[[ Extracted records open ]]

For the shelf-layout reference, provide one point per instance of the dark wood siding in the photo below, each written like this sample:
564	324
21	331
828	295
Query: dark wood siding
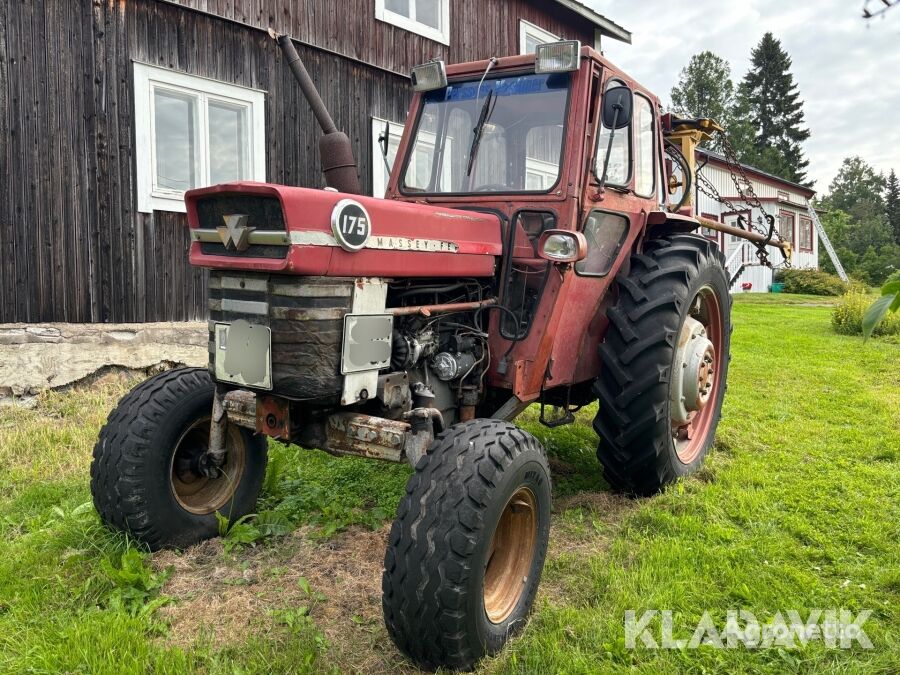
74	246
478	28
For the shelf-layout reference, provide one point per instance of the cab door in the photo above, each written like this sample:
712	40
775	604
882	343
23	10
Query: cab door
611	221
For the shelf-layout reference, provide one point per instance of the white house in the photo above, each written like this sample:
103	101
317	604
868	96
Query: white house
781	198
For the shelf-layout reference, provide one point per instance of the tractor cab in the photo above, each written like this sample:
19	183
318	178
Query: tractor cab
571	180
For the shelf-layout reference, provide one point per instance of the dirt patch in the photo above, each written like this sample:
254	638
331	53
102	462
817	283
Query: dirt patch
223	599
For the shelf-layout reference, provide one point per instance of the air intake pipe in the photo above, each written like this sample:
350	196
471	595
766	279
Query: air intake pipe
336	153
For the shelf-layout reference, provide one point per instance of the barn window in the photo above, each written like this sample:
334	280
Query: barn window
786	226
619	170
419	167
643	147
530	36
192	132
429	18
805	234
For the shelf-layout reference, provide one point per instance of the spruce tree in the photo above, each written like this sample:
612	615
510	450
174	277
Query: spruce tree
892	204
775	112
705	89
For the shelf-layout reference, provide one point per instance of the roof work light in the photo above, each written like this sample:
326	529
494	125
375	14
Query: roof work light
557	57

[[ Extracted records closed ]]

◆ **What needs to be done**:
Search the records for the word "above" and copy out every line that holds it.

◆ **The completed task**:
For the shelf-layout reference, provide one point per instance of the cab door in the photo above, each written like this sample:
For the shelf-layout reference, provide one point per instance of the white house in the photo above, each written like this sample:
For the shelf-layout reference, provide one point per instance of the tractor cab in the photo above, each written like this sample:
For the shelf-layout reference, provide one point per instance of the dirt patch in the photo above, each written like this sample:
For the shelf-layout reference, provide one point per instance of the air intake pipe in the photo above, each written like this sample:
For the shelf-layout reference, provide one point per instance of the barn window in the photo above, each written like this sample:
For the shelf-layout reference, provide one point per instance of the spruce tree in the photo above, each written like this sample:
For the shelf-layout reference, provide one point per instance of the roof work light in the photo above, each written like this sample:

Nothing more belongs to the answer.